◆ **Text**:
- - -

Asked if the first 3 was the catalyst for his performance, Wieskamp said: “It definitely helped me get going. Missing nine 3′s in a game can affect someone’s confidence, but my teammates and coaches did a great job of telling me to continue to shoot.”

Ayala and Wiggins are in the midst of a sophomore slump.

As freshmen last season, Eric Ayala and Aaron Wiggins played major roles in Maryland’s 23-11 record and return to the NCAA tournament after a year’s absence.

Ayala was the biggest revelation, particularly as a 3-point shooter and ball handler to take the pressure off Anthony Cowan Jr. Until a late-season shooting slump, Ayala was the team’s best 3-point shooter. Wiggins, who spent most of the season in a sixth-man role, led the Terps in 3-point shooting.

With their roles reversed, since Ayala is now coming off the bench, both have struggled, particularly on offense. After each shot over 40% on 3-pointers last season, Wiggins is down to 28.7% and Ayala is at 24.7%. They were a combined 0-for-5 against the Hawkeyes from 3-point range, and 0-for-10 overall.

After Wiggins stepped out of bounds on Maryland’s first possession of the game for the first of his three turnovers, Turgeon quickly pulled him from the game. Ayala nearly gave up the ball on his first play, then wound up with four of his team’s 17 turnovers.

Wiggins, who had been averaging a little over 10 points in a little over 30 minutes a game, went scoreless for the first time in his college career in a season-low 17 minutes. Ayala, who is averaging just under 10 points, finished with just two — on a pair of free throws — in 28 minutes.

“Eric’s made a lot of big shots for us. Tonight he didn’t,” Turgeon said. “We have some guys that are really good players that need to act like they’re really good players and play like it. Tonight we didn’t. I’m not going to single one guy out. We didn’t look like us."

Turgeon’s frustration continues to grow.

Early on in his nine-year tenure at Maryland, Turgeon would often call out some of his players after games for their poor effort. While the media enjoyed his honesty, some fans thought he should have taken more of the blame himself.

- - -

◆ **Stated problem 1**: Rename "retail shelf audit" to "inventory check" in the stretch of records from the line containing "the tree line" through the end of the records, and return only that stretch with everything else unchanged.

◆ **Task input**:
- - -

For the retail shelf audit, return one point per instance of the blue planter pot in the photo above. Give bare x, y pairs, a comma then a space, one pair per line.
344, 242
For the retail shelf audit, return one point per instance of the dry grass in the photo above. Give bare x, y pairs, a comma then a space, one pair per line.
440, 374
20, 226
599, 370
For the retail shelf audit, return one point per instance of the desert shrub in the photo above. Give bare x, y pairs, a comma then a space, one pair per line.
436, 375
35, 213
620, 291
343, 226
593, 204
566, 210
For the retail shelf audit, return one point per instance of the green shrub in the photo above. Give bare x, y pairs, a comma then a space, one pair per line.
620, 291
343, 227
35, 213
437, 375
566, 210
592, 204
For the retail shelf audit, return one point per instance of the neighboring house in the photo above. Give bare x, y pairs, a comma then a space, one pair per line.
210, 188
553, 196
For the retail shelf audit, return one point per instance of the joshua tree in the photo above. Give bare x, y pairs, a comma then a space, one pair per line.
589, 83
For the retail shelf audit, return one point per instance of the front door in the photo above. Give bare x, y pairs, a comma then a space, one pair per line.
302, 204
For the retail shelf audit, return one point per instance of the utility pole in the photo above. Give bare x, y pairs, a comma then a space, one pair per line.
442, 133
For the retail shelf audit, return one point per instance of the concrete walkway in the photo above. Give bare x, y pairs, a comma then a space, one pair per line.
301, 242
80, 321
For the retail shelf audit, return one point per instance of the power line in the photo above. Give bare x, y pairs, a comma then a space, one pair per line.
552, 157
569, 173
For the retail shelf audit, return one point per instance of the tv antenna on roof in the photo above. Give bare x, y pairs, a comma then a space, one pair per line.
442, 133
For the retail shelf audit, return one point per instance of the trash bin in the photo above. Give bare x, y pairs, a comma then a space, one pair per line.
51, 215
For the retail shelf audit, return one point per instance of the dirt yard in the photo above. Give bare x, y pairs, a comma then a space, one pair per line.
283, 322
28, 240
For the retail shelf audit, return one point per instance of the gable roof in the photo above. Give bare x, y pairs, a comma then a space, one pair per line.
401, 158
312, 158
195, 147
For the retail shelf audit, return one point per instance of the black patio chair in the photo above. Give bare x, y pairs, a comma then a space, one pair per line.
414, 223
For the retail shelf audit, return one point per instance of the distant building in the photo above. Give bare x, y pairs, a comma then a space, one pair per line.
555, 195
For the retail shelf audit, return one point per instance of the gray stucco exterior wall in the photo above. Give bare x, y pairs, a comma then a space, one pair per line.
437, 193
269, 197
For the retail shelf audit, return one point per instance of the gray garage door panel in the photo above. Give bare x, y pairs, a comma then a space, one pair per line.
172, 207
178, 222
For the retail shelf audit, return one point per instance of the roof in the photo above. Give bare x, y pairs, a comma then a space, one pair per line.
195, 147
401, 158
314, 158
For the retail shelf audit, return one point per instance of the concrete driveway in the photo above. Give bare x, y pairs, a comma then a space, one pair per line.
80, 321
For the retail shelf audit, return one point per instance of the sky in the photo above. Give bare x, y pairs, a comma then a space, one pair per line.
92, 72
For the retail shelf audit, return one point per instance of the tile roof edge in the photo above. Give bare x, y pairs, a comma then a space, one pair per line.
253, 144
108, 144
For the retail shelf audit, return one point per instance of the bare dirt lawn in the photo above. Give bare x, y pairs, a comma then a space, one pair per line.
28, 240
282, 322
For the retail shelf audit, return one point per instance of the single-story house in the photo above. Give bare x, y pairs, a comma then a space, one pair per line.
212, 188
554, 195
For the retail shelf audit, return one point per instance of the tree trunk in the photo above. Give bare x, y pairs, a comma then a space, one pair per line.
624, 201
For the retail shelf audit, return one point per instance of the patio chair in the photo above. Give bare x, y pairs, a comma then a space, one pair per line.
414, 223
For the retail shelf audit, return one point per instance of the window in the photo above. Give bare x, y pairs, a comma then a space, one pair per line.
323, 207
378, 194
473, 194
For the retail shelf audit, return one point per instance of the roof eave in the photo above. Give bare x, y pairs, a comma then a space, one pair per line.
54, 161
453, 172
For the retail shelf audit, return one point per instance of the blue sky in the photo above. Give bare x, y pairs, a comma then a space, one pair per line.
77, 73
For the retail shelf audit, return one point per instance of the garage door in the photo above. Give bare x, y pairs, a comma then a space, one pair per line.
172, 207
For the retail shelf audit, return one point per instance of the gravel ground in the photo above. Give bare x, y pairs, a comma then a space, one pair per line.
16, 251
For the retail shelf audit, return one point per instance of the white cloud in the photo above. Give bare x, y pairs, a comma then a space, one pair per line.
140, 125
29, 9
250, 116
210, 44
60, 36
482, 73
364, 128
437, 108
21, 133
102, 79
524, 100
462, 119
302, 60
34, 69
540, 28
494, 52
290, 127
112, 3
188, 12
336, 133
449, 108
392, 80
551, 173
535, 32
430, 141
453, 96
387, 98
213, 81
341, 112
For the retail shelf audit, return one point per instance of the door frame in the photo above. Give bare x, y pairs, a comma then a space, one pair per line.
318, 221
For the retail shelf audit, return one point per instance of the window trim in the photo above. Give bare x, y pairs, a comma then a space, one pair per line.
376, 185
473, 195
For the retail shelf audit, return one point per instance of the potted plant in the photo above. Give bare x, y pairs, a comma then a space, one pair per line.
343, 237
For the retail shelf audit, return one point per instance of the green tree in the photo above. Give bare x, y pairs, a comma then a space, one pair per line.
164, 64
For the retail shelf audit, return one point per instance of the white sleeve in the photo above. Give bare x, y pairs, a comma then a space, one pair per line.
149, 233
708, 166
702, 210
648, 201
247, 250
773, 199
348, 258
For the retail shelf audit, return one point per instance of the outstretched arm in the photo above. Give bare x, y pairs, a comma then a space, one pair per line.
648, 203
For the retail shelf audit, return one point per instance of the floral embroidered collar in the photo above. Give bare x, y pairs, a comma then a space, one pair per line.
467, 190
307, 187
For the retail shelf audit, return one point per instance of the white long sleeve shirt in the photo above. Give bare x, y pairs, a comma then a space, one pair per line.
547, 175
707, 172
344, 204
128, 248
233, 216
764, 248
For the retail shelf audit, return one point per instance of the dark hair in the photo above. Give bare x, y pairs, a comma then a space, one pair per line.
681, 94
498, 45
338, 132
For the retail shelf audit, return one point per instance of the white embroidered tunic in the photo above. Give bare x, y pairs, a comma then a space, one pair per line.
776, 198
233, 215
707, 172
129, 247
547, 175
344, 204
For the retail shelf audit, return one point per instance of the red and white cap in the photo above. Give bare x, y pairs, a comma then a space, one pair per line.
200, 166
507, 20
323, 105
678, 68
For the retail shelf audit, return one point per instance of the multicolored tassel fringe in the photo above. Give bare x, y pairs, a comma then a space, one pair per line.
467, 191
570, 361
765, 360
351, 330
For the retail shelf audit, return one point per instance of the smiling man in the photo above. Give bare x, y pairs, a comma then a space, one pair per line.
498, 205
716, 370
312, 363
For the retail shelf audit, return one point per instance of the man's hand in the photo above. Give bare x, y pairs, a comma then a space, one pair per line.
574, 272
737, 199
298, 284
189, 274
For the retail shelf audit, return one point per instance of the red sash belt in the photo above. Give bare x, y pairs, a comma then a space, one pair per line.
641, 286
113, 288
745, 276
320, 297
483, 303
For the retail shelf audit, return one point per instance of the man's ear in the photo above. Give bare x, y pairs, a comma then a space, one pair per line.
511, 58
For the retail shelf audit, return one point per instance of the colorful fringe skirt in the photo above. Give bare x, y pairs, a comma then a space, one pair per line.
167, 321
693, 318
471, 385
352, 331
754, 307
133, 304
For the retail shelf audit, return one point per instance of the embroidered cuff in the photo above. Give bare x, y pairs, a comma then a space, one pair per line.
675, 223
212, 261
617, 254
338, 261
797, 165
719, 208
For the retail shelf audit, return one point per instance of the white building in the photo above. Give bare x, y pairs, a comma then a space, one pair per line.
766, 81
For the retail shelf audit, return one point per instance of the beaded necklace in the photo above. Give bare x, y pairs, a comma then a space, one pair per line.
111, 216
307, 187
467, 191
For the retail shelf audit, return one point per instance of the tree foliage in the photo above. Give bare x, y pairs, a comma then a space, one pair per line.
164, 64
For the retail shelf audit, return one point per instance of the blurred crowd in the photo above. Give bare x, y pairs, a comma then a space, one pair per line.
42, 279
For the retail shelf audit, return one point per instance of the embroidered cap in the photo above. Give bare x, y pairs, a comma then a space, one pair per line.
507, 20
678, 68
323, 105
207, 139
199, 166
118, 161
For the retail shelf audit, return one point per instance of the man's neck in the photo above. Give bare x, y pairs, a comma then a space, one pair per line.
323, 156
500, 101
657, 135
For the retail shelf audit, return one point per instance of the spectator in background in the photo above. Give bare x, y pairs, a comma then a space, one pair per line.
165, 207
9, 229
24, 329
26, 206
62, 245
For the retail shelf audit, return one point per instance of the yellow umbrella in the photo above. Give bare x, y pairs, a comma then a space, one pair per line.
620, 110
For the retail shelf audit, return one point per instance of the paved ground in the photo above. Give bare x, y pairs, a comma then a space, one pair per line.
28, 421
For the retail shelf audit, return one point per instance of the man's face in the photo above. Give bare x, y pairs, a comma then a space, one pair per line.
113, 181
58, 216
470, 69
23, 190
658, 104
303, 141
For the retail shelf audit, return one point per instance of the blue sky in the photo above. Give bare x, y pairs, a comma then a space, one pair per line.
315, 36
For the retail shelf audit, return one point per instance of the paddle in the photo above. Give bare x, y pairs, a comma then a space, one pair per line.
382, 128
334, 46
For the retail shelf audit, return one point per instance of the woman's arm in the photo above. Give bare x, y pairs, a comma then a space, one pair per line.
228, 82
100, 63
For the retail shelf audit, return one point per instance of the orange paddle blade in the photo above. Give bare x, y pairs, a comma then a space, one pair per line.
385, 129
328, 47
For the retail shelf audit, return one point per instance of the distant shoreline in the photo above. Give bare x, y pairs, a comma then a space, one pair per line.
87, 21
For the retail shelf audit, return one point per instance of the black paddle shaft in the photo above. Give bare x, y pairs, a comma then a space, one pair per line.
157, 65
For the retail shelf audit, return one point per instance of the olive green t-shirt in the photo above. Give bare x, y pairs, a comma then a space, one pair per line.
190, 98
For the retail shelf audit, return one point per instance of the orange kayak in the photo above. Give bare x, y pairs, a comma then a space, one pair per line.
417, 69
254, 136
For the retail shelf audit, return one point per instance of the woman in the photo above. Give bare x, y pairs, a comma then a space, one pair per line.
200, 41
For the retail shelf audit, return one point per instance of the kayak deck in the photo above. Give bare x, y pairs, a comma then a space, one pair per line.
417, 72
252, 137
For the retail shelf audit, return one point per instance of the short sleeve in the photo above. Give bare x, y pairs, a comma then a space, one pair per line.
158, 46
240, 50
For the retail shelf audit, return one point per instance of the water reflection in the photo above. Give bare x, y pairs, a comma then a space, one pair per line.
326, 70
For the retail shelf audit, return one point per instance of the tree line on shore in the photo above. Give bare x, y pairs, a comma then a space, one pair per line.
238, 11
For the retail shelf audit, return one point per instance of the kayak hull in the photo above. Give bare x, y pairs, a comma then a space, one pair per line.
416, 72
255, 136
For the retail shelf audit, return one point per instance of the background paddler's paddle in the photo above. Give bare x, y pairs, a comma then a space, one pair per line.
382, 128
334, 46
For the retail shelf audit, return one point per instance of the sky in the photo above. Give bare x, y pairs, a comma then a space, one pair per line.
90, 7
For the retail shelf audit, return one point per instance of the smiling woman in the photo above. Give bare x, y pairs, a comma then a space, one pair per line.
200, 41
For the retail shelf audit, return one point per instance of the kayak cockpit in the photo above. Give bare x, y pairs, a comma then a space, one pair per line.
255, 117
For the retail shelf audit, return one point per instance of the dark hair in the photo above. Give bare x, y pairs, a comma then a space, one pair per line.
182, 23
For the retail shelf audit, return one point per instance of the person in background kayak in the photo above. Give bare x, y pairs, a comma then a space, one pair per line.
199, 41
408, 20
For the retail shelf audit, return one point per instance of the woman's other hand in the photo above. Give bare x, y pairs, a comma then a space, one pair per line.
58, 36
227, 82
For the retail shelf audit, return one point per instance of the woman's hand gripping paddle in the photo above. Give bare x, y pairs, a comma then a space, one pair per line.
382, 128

- - -

◆ **Stated problem 2**: List every percentage figure that appears in the basketball article.

◆ **Exercise result 1**:
For the inventory check, return one point per instance of the tree line on shore in the photo above. Give bare x, y pairs, a comma then a space, one pair per line.
238, 11
For the inventory check, return one point per instance of the kayak hull in the photo above. Give bare x, y pairs, a comma then a space, one pair per line.
416, 72
255, 136
For the inventory check, return one point per instance of the background paddler's paddle in the photo above. Give bare x, y pairs, a comma then a space, one pair per line.
382, 128
334, 46
For the inventory check, return one point per instance of the sky in the photo above. Give bare x, y pairs, a comma then a space, one pair per line.
90, 7
For the inventory check, return one point per instance of the smiling woman in the photo above. Give bare x, y pairs, a comma then a space, one pair per line.
200, 41
For the inventory check, return one point per instance of the kayak cockpit in the photo above. Give bare x, y pairs, a comma then a space, one pair per line.
255, 117
For the inventory check, return one point per instance of the dark hair in the photo above. Give bare x, y pairs, a comma then a space, one pair per line.
182, 23
For the inventory check, return one point per instance of the person in background kayak in the photo above. Give bare x, y pairs, a comma then a space, one pair per line.
199, 41
408, 20
For the inventory check, return one point per instance of the woman's other hand in the photo above. Give bare x, y pairs, a comma then a space, one pair per line.
58, 36
227, 82
For the inventory check, return one point per instance of the woman's hand gripping paddle in the photo above. Give bare x, y pairs, a comma then a space, one pair per line.
382, 128

◆ **Exercise result 2**:
40%
28.7%
24.7%